• AIM: Select every line of the data that contains the string "rock", and copy each such line. Case counts.
========================================================================
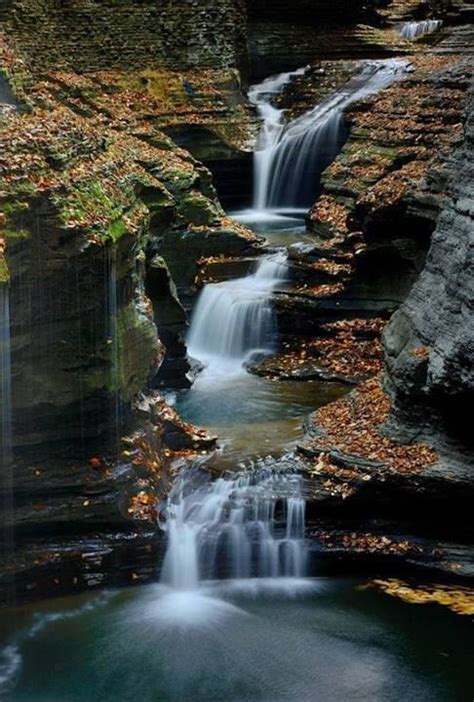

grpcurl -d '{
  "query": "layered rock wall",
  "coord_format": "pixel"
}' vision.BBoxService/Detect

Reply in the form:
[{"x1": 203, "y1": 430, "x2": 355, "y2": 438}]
[
  {"x1": 385, "y1": 91, "x2": 474, "y2": 441},
  {"x1": 1, "y1": 0, "x2": 246, "y2": 71}
]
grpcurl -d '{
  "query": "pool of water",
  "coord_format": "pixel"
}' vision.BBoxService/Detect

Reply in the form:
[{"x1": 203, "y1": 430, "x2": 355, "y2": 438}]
[
  {"x1": 175, "y1": 371, "x2": 347, "y2": 467},
  {"x1": 174, "y1": 210, "x2": 347, "y2": 468},
  {"x1": 0, "y1": 578, "x2": 472, "y2": 702}
]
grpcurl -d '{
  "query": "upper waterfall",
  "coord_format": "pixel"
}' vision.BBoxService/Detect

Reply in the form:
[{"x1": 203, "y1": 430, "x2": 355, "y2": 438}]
[
  {"x1": 398, "y1": 20, "x2": 443, "y2": 41},
  {"x1": 249, "y1": 59, "x2": 408, "y2": 211}
]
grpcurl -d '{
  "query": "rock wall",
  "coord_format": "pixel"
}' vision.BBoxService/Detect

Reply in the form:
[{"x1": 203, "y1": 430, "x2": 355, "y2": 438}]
[
  {"x1": 1, "y1": 0, "x2": 246, "y2": 71},
  {"x1": 384, "y1": 92, "x2": 474, "y2": 442}
]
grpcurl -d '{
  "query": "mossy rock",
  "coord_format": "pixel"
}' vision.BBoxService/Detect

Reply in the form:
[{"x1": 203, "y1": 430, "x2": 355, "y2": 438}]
[{"x1": 178, "y1": 192, "x2": 221, "y2": 226}]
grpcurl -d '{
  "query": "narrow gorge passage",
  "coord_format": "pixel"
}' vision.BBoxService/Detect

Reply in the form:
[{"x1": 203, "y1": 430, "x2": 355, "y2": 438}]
[{"x1": 0, "y1": 5, "x2": 474, "y2": 702}]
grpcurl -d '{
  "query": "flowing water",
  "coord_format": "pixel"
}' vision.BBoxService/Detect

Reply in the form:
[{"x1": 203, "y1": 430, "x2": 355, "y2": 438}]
[
  {"x1": 0, "y1": 578, "x2": 472, "y2": 702},
  {"x1": 398, "y1": 20, "x2": 443, "y2": 41},
  {"x1": 249, "y1": 59, "x2": 408, "y2": 212}
]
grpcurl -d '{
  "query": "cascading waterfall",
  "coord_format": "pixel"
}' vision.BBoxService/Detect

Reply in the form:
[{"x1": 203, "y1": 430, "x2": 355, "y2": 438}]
[
  {"x1": 188, "y1": 253, "x2": 287, "y2": 370},
  {"x1": 105, "y1": 246, "x2": 123, "y2": 451},
  {"x1": 162, "y1": 467, "x2": 306, "y2": 590},
  {"x1": 398, "y1": 20, "x2": 443, "y2": 41},
  {"x1": 0, "y1": 285, "x2": 14, "y2": 598},
  {"x1": 249, "y1": 59, "x2": 408, "y2": 212}
]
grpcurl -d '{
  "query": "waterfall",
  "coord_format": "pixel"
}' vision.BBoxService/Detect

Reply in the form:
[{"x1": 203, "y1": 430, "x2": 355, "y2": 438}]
[
  {"x1": 249, "y1": 59, "x2": 408, "y2": 212},
  {"x1": 0, "y1": 285, "x2": 15, "y2": 584},
  {"x1": 162, "y1": 467, "x2": 306, "y2": 590},
  {"x1": 187, "y1": 253, "x2": 287, "y2": 370},
  {"x1": 398, "y1": 20, "x2": 443, "y2": 41}
]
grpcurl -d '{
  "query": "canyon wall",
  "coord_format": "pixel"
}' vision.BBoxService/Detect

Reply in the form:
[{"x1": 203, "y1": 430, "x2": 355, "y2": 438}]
[
  {"x1": 0, "y1": 0, "x2": 250, "y2": 71},
  {"x1": 385, "y1": 92, "x2": 474, "y2": 443}
]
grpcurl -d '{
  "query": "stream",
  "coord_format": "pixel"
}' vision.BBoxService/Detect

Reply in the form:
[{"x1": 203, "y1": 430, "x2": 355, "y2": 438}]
[{"x1": 0, "y1": 60, "x2": 471, "y2": 702}]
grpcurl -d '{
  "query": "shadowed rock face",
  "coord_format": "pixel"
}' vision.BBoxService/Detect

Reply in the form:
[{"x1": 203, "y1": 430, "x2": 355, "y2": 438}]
[
  {"x1": 384, "y1": 93, "x2": 474, "y2": 446},
  {"x1": 0, "y1": 0, "x2": 246, "y2": 71}
]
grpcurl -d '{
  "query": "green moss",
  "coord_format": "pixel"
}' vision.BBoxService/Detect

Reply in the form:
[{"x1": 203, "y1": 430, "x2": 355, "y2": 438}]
[
  {"x1": 0, "y1": 255, "x2": 10, "y2": 285},
  {"x1": 178, "y1": 191, "x2": 220, "y2": 226}
]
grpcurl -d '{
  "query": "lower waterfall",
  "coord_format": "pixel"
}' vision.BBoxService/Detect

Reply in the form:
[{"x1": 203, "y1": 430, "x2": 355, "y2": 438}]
[{"x1": 162, "y1": 467, "x2": 306, "y2": 590}]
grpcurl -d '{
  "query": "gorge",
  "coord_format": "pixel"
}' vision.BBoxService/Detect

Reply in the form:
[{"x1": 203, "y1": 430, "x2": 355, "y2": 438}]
[{"x1": 0, "y1": 0, "x2": 474, "y2": 702}]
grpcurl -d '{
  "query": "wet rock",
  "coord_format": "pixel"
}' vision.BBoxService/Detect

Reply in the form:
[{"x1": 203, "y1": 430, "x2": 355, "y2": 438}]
[
  {"x1": 384, "y1": 89, "x2": 474, "y2": 452},
  {"x1": 145, "y1": 256, "x2": 193, "y2": 388}
]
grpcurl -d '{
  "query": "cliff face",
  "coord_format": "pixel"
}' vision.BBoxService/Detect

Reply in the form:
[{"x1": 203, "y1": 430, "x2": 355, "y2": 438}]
[
  {"x1": 2, "y1": 0, "x2": 246, "y2": 71},
  {"x1": 384, "y1": 93, "x2": 474, "y2": 442}
]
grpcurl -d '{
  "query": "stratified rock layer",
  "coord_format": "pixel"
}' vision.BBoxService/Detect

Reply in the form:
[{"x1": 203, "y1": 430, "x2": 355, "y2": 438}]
[{"x1": 384, "y1": 93, "x2": 474, "y2": 448}]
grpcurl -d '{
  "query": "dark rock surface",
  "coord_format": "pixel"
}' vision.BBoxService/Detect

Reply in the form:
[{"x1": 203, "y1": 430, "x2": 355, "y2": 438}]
[{"x1": 384, "y1": 92, "x2": 474, "y2": 446}]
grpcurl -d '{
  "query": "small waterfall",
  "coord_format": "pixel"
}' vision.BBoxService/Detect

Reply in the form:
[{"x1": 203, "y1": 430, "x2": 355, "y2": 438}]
[
  {"x1": 188, "y1": 253, "x2": 287, "y2": 370},
  {"x1": 398, "y1": 20, "x2": 443, "y2": 41},
  {"x1": 249, "y1": 59, "x2": 408, "y2": 211},
  {"x1": 162, "y1": 467, "x2": 306, "y2": 590},
  {"x1": 248, "y1": 67, "x2": 307, "y2": 210}
]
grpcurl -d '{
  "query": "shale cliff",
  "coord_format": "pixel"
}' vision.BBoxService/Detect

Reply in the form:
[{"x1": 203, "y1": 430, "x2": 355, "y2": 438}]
[
  {"x1": 384, "y1": 92, "x2": 474, "y2": 447},
  {"x1": 0, "y1": 0, "x2": 474, "y2": 594}
]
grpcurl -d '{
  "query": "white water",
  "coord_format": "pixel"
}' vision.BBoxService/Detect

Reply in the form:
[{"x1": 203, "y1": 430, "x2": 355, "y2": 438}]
[
  {"x1": 398, "y1": 20, "x2": 443, "y2": 41},
  {"x1": 249, "y1": 59, "x2": 408, "y2": 213},
  {"x1": 187, "y1": 253, "x2": 287, "y2": 373},
  {"x1": 162, "y1": 468, "x2": 306, "y2": 591},
  {"x1": 0, "y1": 285, "x2": 12, "y2": 470}
]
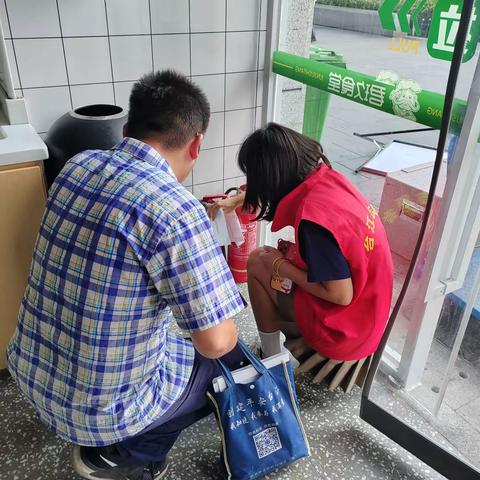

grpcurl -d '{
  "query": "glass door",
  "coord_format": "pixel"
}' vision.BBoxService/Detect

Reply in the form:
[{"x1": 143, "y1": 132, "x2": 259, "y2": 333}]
[{"x1": 361, "y1": 1, "x2": 480, "y2": 480}]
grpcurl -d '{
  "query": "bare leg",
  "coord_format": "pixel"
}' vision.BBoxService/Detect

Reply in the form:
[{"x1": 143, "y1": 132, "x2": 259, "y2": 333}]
[{"x1": 247, "y1": 249, "x2": 280, "y2": 333}]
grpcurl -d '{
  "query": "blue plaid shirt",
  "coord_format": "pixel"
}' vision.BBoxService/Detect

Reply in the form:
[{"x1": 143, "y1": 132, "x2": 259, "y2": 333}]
[{"x1": 7, "y1": 138, "x2": 243, "y2": 446}]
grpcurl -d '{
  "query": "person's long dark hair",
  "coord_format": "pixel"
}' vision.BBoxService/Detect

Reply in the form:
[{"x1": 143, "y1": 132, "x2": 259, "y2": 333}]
[{"x1": 238, "y1": 123, "x2": 331, "y2": 221}]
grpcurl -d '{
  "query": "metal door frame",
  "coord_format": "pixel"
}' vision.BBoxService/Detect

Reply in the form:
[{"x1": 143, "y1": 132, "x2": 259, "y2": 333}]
[{"x1": 360, "y1": 0, "x2": 480, "y2": 480}]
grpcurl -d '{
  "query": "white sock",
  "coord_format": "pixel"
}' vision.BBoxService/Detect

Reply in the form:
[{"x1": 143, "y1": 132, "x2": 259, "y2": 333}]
[{"x1": 258, "y1": 330, "x2": 300, "y2": 369}]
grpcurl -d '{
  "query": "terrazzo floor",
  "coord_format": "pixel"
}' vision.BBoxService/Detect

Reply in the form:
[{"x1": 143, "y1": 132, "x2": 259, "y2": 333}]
[{"x1": 0, "y1": 284, "x2": 443, "y2": 480}]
========================================================================
• OUTPUT OF THE TASK:
  "query": "layered rock wall",
  "query": "rock wall",
  "query": "mossy rock",
  "query": "shadowed rock face",
  "query": "wet rock",
  "query": "stratified rock layer",
  "query": "dark rock surface",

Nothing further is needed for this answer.